**EXPLOITER L'INFORMATION**
A: D'après le texte fourni, quel poste Michel Maurice-Bokanowski offrit-il à Jacques Dauer en juin 1951 ?
B: Indiquez si chacune de ces affirmations concorde avec le texte fourni : (i) Jacques Dauer comptait parmi les chefs des jeunes RPF à Paris dès 1947. (ii) Le journal Paris-Jeunes parut pour la première fois en 1955. (iii) Le père de Jacques Dauer exerçait le métier d'imprimeur.
C: Recopiez le passage du texte fourni qui commence à « Dans les années » et se termine à « la question communautaire. ».

Dans les années 1956-58, certains jeunes gaullistes relevaient d'une autre mouvance indépendante de toute organisation adulte : le réseau Jacques Dauer (6). Jacques Dauer avait été un des chefs des jeunes RPF à Paris dès 1947. En juin 1951, Michel Maurice-Bokanowski lui offrit le poste de responsable de la région parisienne. Fin 1954, J. Dauer conserva en activité quelques groupes de jeunes qui continuèrent de militer aux côtés des JRS. Son père étant imprimeur, il disposait de facilités pour éditer à sa guise journaux, tracts et affiches. Il distribua de 1953 à 1955 près de 500 000 affiches, un million de tracts et fit paraître dès février 1953 un nouveau journal Paris-Jeunes. Très engagés à l'origine dans le combat pour l'Union française, les " jeunes de Dauer " concentrèrent ensuite leur militantisme autour de la question communautaire.

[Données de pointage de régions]
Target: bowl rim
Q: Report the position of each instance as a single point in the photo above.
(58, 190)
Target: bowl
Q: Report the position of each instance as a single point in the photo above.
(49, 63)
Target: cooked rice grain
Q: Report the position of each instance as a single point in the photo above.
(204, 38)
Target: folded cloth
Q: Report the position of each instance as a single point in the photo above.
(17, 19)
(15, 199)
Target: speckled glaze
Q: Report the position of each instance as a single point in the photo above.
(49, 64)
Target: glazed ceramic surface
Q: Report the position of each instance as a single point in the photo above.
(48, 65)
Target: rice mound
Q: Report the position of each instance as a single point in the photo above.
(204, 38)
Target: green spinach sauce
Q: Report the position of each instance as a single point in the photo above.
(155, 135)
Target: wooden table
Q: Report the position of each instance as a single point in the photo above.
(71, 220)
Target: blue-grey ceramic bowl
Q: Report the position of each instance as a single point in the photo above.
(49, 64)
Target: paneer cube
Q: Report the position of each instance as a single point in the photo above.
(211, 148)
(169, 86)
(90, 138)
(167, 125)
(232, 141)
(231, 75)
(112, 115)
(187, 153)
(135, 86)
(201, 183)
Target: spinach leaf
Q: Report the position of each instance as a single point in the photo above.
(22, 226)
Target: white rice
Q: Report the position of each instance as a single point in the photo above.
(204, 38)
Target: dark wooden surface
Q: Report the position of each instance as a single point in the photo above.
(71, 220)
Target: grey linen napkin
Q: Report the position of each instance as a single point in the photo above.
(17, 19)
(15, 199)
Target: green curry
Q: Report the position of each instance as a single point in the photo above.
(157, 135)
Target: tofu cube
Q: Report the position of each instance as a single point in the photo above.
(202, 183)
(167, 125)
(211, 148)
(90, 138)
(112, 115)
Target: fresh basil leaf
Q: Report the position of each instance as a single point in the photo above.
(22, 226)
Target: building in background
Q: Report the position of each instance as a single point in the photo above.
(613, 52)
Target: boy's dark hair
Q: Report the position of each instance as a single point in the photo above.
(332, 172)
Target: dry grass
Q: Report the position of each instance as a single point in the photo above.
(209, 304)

**RÉSULTATS DES TÂCHES**
A: Le poste de responsable de la région parisienne.

B:
(i) Oui : « Jacques Dauer avait été un des chefs des jeunes RPF à Paris dès 1947 ».
(ii) Non : « fit paraître dès février 1953 un nouveau journal Paris-Jeunes ».
(iii) Oui : « Son père étant imprimeur ».

C:
Dans les années 1956-58, certains jeunes gaullistes relevaient d'une autre mouvance indépendante de toute organisation adulte : le réseau Jacques Dauer (6). Jacques Dauer avait été un des chefs des jeunes RPF à Paris dès 1947. En juin 1951, Michel Maurice-Bokanowski lui offrit le poste de responsable de la région parisienne. Fin 1954, J. Dauer conserva en activité quelques groupes de jeunes qui continuèrent de militer aux côtés des JRS. Son père étant imprimeur, il disposait de facilités pour éditer à sa guise journaux, tracts et affiches. Il distribua de 1953 à 1955 près de 500 000 affiches, un million de tracts et fit paraître dès février 1953 un nouveau journal Paris-Jeunes. Très engagés à l'origine dans le combat pour l'Union française, les " jeunes de Dauer " concentrèrent ensuite leur militantisme autour de la question communautaire.